[Stored data entries]
Content starts

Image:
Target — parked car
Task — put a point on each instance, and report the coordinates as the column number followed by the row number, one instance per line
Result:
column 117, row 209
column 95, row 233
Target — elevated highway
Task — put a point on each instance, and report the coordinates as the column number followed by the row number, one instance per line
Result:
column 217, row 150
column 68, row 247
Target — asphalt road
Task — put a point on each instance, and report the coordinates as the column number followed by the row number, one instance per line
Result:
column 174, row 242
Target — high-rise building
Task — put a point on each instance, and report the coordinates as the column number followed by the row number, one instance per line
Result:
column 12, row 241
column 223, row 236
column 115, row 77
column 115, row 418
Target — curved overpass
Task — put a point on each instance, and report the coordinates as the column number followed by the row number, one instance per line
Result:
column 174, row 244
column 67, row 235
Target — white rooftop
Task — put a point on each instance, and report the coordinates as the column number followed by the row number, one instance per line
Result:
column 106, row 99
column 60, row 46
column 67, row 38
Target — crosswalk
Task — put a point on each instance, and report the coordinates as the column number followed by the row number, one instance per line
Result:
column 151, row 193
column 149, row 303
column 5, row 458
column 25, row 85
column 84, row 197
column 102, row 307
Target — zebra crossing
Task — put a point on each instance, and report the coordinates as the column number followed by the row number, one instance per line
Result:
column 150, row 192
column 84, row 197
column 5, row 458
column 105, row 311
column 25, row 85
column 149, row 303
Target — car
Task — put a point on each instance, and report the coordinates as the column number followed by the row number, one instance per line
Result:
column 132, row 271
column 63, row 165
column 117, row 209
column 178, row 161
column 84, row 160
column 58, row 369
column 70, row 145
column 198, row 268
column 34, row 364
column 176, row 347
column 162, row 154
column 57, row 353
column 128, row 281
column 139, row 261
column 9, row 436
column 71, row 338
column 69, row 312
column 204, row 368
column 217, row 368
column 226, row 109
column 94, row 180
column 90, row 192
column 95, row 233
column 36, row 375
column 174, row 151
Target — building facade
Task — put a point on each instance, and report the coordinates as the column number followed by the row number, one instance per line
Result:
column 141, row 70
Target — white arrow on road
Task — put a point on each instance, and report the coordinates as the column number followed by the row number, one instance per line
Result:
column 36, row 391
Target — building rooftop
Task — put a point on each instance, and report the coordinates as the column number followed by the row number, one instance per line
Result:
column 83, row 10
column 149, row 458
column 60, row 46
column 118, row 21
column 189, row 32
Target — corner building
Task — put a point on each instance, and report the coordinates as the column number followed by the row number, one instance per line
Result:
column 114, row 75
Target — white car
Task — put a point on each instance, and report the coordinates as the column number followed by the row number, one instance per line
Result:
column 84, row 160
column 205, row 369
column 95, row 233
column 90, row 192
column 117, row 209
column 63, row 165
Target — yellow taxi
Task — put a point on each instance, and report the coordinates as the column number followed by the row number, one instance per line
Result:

Content ends

### YOUR TASK
Your answer should be each line of the data that contains the word "rooftop", copied as it stands.

### OUTPUT FOR THIS EXERCISE
Target — white rooftop
Target — building rooftop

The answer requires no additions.